> [Consigne écrite 1]: Filtrez les enregistrements en recopiant chaque ligne qui contient la chaîne « instance ». La casse compte.

> [Texte fourni]:
Intervention de Alain Anziani

Réunion du 26 janvier 2012 à 9h30
Statut de la magistrature — Adoption des conclusions d'une commission mixte paritaire

Photo de Alain AnzianiAlain Anziani :

Monsieur le président, monsieur le ministre, mes chers collègues, comme l’a déjà dit M. le rapporteur, nous nous félicitons de l’accord obtenu en commission mixte paritaire et nous nous prononcerons en faveur de ce texte. Toutefois, nous le voterons, sinon avec quelques réticences, du moins avec quelques réserves.

Je tiens tout d’abord à souligner avec force que nous nous sommes toujours opposés à la réforme des retraites. Ayant combattu cette réforme générale, nous ne pouvions que refuser sa déclinaison aux magistrats. Or tel est bien l’objet de ce projet de loi organique.

Pourquoi veut-on étendre la réforme des retraites aux magistrats ? Il suffit, pour répondre à cette question, de citer le Premier ministre : celui-ci déclarait, le 7 novembre 2011, que le plan d’équilibre des finances publiques devait permettre « de réduire plus rapidement le déficit des régimes d’assurance vieillesse et de sécuriser ainsi les pensions de retraites ». Vaste programme ! Toutefois, selon l’étude d’impact qui accompagne ce texte, il n’aboutit qu’à une économie de 475 000 euros : force est de constater la disproportion entre les objectifs et la réalité. Tout cela a été parfaitement expliqué, notamment par Mme Nicole Borvo Cohen-Seat, et je n’y reviendrai donc pas.

> [Enregistrements fournis]:
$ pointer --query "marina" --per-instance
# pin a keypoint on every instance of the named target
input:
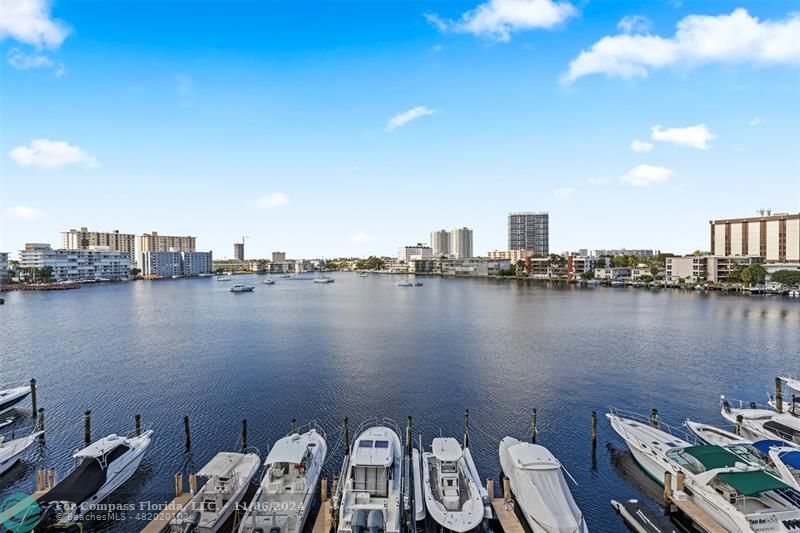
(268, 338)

---

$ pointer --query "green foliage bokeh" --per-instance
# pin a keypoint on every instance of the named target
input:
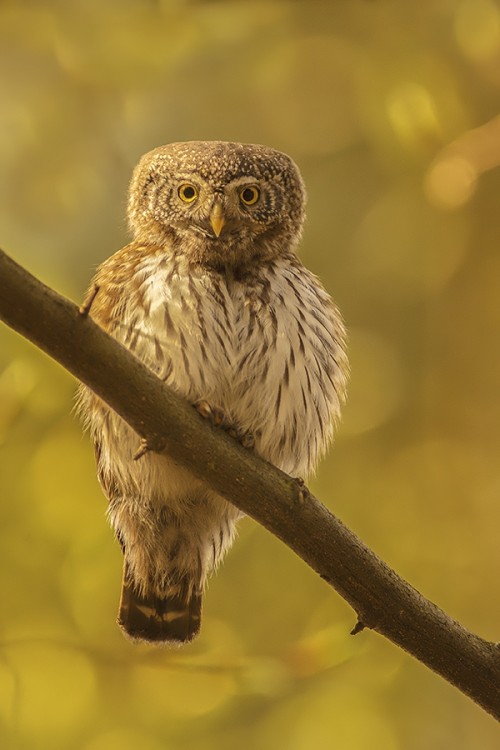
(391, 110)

> [Consigne écrite 2]: Extrayez de l'intervention le passage qui va de « Photo de Alain » jusqu'à « avec quelques réserves. » inclus, à l'identique.

> [Solution attendue 1]:
$ pointer --query "marina" --per-instance
# pin a keypoint on every instance of the named target
$ pointer --query "green foliage bokeh" --per-instance
# pin a keypoint on every instance of the named target

> [Solution attendue 2]:
Photo de Alain AnzianiAlain Anziani :

Monsieur le président, monsieur le ministre, mes chers collègues, comme l’a déjà dit M. le rapporteur, nous nous félicitons de l’accord obtenu en commission mixte paritaire et nous nous prononcerons en faveur de ce texte. Toutefois, nous le voterons, sinon avec quelques réticences, du moins avec quelques réserves.